- [WHAT THE TASK REQUIRES]: Can you copy out verbatim the stretch of the data below from the line containing "# Need boxes for every mint" through the line containing "[42,23,137,83]", including both of those lines and nothing else?

- [INFORMATION SUPPLIED]:
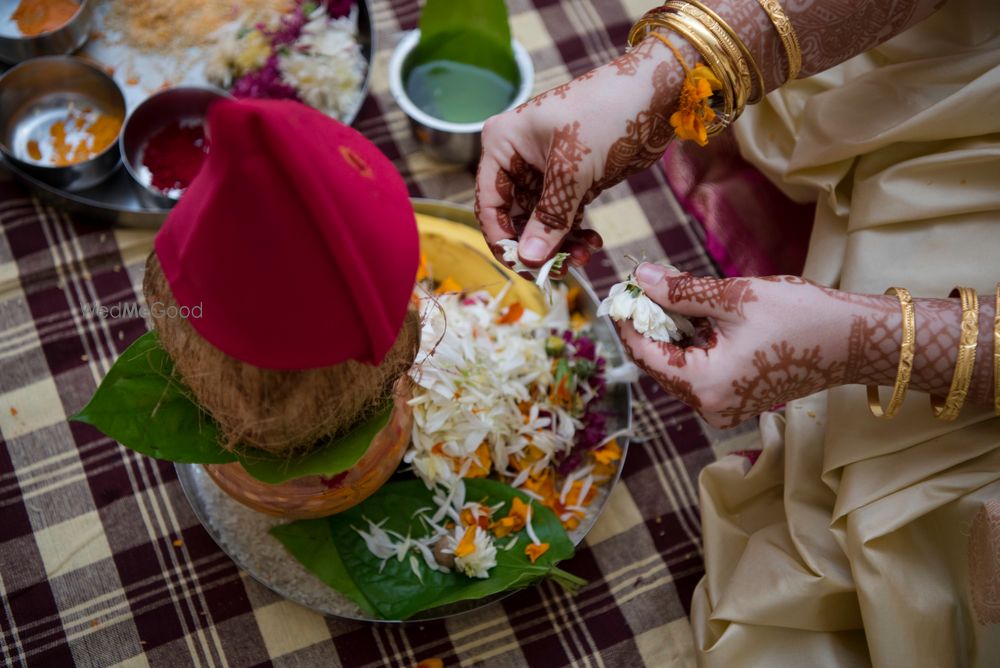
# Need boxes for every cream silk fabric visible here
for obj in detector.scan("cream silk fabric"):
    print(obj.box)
[692,0,1000,667]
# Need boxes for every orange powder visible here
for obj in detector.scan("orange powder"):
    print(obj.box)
[11,0,80,37]
[46,111,122,167]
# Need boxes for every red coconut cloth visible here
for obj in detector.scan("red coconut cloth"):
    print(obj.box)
[663,132,816,276]
[155,100,420,369]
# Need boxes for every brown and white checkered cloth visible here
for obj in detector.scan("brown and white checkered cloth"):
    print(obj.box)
[0,0,713,668]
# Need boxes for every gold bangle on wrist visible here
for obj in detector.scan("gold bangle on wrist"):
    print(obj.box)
[666,0,764,103]
[628,10,735,137]
[931,287,979,422]
[757,0,802,83]
[868,288,917,420]
[993,283,1000,415]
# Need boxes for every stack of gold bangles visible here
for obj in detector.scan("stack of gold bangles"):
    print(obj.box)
[628,0,802,136]
[868,284,1000,421]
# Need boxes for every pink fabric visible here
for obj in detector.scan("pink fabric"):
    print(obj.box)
[156,100,419,369]
[663,132,815,276]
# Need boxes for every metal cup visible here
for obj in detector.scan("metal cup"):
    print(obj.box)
[0,56,125,191]
[389,30,535,165]
[0,0,96,65]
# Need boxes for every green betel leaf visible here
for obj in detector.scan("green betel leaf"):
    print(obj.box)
[234,404,392,485]
[70,332,236,464]
[271,479,584,619]
[410,0,518,84]
[70,332,382,485]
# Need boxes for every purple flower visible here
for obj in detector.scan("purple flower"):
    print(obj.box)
[323,0,354,19]
[232,53,299,100]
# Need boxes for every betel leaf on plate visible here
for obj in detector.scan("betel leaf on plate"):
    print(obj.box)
[240,404,392,485]
[70,332,236,464]
[271,479,584,620]
[70,331,382,484]
[409,0,519,84]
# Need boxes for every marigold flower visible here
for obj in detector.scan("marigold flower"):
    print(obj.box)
[524,543,549,563]
[491,496,528,538]
[670,63,722,146]
[593,440,622,464]
[455,526,476,557]
[434,276,462,295]
[497,302,524,325]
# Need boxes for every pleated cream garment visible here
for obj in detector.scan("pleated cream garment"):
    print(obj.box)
[692,0,1000,667]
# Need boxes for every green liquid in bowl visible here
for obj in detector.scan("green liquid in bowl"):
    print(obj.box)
[405,60,517,123]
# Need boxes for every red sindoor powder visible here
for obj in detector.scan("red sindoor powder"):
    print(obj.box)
[142,122,209,191]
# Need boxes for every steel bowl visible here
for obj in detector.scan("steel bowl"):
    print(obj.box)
[118,86,232,208]
[0,56,125,191]
[0,0,96,65]
[389,30,535,165]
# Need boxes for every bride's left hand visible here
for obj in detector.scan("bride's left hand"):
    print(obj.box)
[618,263,860,428]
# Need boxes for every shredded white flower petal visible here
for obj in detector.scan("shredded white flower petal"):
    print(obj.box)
[597,275,694,342]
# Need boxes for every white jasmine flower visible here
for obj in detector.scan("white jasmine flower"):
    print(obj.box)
[497,239,569,304]
[597,274,694,341]
[278,12,366,118]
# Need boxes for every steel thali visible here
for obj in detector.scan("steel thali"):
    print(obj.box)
[176,199,632,622]
[0,0,375,229]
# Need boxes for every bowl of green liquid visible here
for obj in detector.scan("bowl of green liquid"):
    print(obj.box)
[389,30,535,164]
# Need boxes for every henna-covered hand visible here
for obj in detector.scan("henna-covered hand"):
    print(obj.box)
[619,264,994,427]
[476,32,696,267]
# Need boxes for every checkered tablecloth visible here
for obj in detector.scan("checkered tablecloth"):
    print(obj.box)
[0,0,712,668]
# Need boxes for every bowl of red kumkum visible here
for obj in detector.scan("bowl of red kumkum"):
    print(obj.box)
[119,86,230,208]
[0,56,125,191]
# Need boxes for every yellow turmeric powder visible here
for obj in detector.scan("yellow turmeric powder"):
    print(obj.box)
[11,0,80,37]
[43,108,122,167]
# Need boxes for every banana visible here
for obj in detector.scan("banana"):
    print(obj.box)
[417,213,548,313]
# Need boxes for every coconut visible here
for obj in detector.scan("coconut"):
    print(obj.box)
[142,252,420,456]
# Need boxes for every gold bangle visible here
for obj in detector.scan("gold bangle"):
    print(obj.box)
[993,283,1000,415]
[931,287,979,422]
[665,0,764,104]
[757,0,802,83]
[868,288,917,420]
[628,11,735,132]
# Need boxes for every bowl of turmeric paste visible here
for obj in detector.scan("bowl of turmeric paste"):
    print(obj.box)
[0,0,96,65]
[0,56,125,192]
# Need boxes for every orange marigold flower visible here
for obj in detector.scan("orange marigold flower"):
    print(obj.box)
[458,503,490,530]
[416,253,430,283]
[416,658,444,668]
[497,302,524,325]
[593,441,622,464]
[492,496,528,538]
[524,543,549,563]
[670,63,722,146]
[454,526,476,557]
[434,276,462,295]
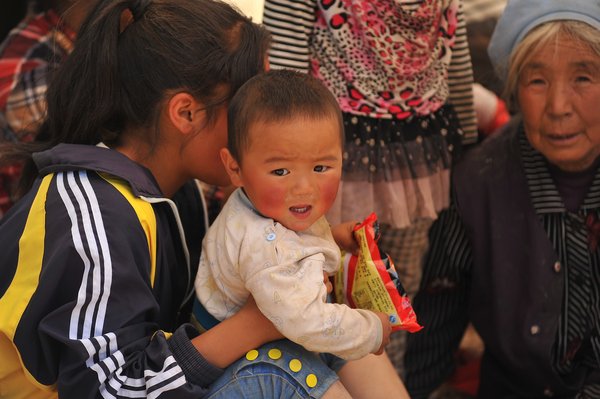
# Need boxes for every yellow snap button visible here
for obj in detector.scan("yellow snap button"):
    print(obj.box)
[290,359,302,373]
[306,374,317,388]
[269,349,281,360]
[246,349,258,361]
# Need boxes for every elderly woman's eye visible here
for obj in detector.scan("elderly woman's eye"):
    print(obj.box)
[271,169,290,176]
[528,78,546,86]
[575,75,592,83]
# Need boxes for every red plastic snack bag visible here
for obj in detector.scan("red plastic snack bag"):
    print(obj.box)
[334,213,423,332]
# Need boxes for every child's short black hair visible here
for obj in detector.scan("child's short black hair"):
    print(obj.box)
[227,69,344,161]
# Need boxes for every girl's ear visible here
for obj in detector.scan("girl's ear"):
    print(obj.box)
[220,148,244,187]
[167,92,206,136]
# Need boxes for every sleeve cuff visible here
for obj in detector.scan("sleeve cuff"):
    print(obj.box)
[167,324,224,387]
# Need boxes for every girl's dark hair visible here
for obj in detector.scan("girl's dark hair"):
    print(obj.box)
[227,69,344,162]
[7,0,269,192]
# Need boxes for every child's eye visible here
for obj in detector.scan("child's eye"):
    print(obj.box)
[575,75,592,83]
[271,169,290,176]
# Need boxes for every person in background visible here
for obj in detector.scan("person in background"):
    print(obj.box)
[405,0,600,399]
[0,0,94,218]
[263,0,478,372]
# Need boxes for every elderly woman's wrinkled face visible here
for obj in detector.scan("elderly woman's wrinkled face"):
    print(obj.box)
[518,36,600,171]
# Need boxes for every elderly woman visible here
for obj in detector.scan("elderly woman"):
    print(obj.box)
[405,0,600,399]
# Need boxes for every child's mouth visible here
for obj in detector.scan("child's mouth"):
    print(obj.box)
[290,205,312,215]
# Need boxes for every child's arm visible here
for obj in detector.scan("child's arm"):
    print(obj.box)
[192,296,283,368]
[246,254,391,359]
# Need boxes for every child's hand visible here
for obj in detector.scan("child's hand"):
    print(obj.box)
[375,312,392,355]
[331,220,358,255]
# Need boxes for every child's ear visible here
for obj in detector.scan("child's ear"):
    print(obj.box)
[220,148,244,187]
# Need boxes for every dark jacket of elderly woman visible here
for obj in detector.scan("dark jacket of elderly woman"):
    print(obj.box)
[406,0,600,399]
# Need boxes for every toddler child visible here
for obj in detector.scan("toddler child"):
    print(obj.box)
[194,70,391,359]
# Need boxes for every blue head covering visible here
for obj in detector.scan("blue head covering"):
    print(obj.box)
[488,0,600,80]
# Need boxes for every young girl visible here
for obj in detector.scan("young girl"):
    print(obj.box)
[195,70,391,359]
[0,0,408,399]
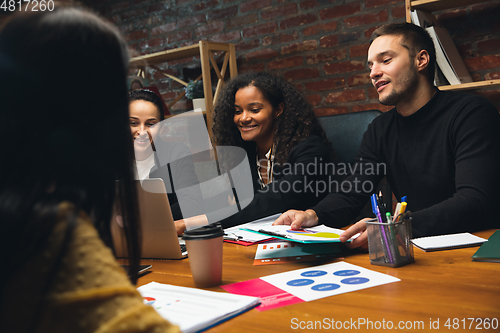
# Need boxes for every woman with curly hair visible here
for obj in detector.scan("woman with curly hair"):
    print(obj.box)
[176,72,332,231]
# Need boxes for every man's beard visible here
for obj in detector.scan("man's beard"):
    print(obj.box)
[379,65,418,105]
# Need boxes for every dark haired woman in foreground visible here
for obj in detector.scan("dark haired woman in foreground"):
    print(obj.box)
[176,72,332,233]
[0,7,178,333]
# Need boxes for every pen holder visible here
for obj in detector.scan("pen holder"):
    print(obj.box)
[366,217,414,267]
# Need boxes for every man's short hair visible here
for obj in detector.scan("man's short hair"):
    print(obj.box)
[370,22,436,83]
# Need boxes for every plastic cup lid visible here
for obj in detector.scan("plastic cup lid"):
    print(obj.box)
[182,224,224,240]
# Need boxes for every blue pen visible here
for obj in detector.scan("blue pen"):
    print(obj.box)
[371,194,393,263]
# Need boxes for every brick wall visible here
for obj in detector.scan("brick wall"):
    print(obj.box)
[2,0,500,115]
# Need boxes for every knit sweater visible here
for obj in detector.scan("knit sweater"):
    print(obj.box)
[0,203,180,333]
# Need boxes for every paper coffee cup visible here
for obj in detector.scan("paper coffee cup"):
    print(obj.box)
[182,224,224,288]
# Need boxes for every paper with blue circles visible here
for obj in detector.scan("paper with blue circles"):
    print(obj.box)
[261,262,401,302]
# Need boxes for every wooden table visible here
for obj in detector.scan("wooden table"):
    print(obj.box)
[138,230,500,333]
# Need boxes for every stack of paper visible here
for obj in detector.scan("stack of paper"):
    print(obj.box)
[137,282,260,333]
[411,232,486,252]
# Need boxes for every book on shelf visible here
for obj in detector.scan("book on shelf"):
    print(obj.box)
[410,10,472,86]
[410,9,437,29]
[425,27,472,84]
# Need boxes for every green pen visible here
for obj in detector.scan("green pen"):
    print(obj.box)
[385,212,392,223]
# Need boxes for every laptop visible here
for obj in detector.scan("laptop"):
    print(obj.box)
[111,178,187,259]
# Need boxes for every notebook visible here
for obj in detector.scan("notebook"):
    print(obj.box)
[472,230,500,262]
[111,178,187,259]
[411,232,486,252]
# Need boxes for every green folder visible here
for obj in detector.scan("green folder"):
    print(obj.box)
[472,230,500,262]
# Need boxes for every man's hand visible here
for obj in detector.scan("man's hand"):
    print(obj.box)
[174,220,186,236]
[273,209,318,230]
[340,218,370,250]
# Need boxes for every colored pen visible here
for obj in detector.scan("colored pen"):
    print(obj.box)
[399,201,408,214]
[385,212,392,223]
[371,194,393,264]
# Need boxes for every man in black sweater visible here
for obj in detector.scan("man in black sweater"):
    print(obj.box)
[275,23,500,247]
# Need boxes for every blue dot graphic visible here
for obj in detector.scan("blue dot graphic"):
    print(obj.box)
[311,283,340,291]
[333,269,360,276]
[340,278,370,284]
[300,271,327,276]
[286,279,314,287]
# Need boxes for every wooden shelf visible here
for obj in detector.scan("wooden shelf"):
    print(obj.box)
[130,41,238,137]
[130,42,231,67]
[410,0,489,12]
[438,80,500,90]
[405,0,500,90]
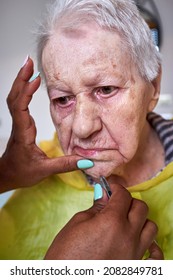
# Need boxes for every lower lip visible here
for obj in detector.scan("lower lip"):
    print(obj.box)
[74,147,105,157]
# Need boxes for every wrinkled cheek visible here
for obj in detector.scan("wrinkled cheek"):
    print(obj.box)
[50,106,68,154]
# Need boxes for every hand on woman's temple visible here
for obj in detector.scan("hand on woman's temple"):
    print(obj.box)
[0,58,83,193]
[45,179,163,260]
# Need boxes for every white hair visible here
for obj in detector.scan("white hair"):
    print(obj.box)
[37,0,161,81]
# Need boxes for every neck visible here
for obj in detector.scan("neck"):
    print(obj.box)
[112,122,165,186]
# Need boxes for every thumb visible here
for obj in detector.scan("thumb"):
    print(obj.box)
[41,155,90,176]
[148,241,164,260]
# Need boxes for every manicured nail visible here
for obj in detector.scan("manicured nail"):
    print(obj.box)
[77,159,94,169]
[21,55,29,68]
[29,72,40,83]
[94,183,103,200]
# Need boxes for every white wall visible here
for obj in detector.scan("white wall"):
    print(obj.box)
[0,0,54,145]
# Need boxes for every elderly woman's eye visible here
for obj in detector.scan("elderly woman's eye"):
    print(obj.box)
[53,96,74,107]
[100,86,117,95]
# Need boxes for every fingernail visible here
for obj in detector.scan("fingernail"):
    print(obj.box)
[29,72,40,83]
[21,55,29,68]
[77,159,94,169]
[94,183,103,200]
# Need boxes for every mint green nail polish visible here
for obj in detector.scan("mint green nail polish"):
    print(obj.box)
[29,72,40,83]
[77,159,94,169]
[94,184,103,200]
[21,55,29,68]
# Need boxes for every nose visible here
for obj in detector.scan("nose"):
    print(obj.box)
[72,97,102,139]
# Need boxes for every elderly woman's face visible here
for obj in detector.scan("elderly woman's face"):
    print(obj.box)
[43,25,157,177]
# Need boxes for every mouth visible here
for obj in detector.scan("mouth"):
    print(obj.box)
[73,146,113,159]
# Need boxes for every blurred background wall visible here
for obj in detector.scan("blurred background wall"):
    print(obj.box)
[0,0,173,206]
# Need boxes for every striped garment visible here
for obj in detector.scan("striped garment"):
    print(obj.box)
[86,112,173,185]
[147,112,173,165]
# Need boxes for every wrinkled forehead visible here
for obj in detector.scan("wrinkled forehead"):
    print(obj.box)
[42,23,137,83]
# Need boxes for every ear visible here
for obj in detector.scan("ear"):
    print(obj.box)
[148,66,162,112]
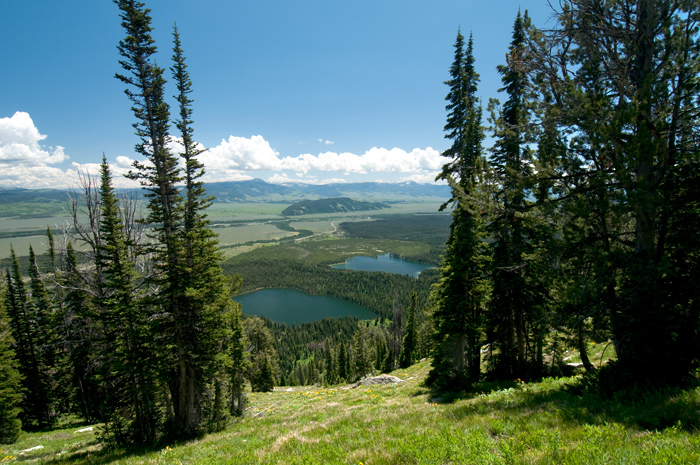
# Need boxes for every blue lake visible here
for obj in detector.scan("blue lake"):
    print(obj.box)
[233,289,377,325]
[332,253,431,278]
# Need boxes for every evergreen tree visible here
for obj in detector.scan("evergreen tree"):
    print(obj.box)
[29,245,57,368]
[95,157,160,443]
[244,317,279,392]
[488,11,545,379]
[5,248,55,427]
[171,21,231,434]
[352,323,372,379]
[428,33,488,390]
[338,342,350,382]
[0,302,22,444]
[324,344,338,385]
[117,0,230,437]
[534,0,700,383]
[228,303,248,416]
[401,291,418,368]
[57,242,102,421]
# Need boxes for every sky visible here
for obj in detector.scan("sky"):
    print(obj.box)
[0,0,553,188]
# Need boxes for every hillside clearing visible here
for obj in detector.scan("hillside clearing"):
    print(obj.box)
[5,362,700,465]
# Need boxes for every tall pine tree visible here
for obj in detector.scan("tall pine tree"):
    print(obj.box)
[428,33,488,390]
[0,301,22,444]
[95,157,157,444]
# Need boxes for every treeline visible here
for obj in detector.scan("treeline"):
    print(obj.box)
[254,292,433,386]
[222,259,437,318]
[429,0,700,390]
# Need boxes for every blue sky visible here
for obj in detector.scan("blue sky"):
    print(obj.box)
[0,0,552,188]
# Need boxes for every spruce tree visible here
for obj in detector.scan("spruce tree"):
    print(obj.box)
[352,323,373,379]
[95,157,161,444]
[57,242,102,421]
[401,291,418,368]
[228,302,249,417]
[488,11,544,379]
[5,248,55,427]
[29,245,57,368]
[428,32,488,390]
[171,20,231,435]
[535,0,700,383]
[0,301,22,444]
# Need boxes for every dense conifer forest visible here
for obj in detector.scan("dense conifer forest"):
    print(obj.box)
[0,0,700,462]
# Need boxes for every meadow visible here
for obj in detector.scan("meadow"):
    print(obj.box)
[0,358,700,465]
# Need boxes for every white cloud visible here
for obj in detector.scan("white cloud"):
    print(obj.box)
[281,147,444,174]
[197,136,281,172]
[0,112,444,188]
[0,111,68,167]
[267,173,347,185]
[399,171,447,184]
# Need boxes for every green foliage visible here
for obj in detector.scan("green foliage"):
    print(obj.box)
[282,197,390,216]
[223,259,436,317]
[5,363,700,465]
[340,214,452,265]
[401,291,418,368]
[429,29,488,390]
[0,301,22,444]
[95,158,160,444]
[5,250,55,427]
[243,317,279,392]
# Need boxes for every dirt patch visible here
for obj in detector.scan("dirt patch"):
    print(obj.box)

- [RESPONSE]:
# Need boxes for every mint green nail polish visible here
for obj in detector.scan("mint green nail polish"):
    print(obj.box)
[29,72,40,83]
[77,159,94,169]
[94,184,103,200]
[21,55,29,68]
# Need boxes for every nose visible here
for obj in detector.scan("nose"):
    print(obj.box)
[72,97,102,139]
# Need boxes for every elderly woman's face visible here
for obj in detector.scan("elderly woman's face"):
    print(obj.box)
[43,25,157,177]
# Need boxes for every mouth visible here
for obj in detector.scan("mouth"):
    print(obj.box)
[73,146,113,159]
# Need boxes for every blurred background wall visible here
for obj in detector.scan("blurred background wall"):
    print(obj.box)
[0,0,173,206]
# Need boxes for every striped garment visible here
for obj in detector.scan("striped garment"):
    print(obj.box)
[86,112,173,185]
[147,112,173,165]
# Need boxes for every wrinkled forehead visible here
for obj in detector.scan("wrinkled forehead"):
    print(obj.box)
[42,23,137,83]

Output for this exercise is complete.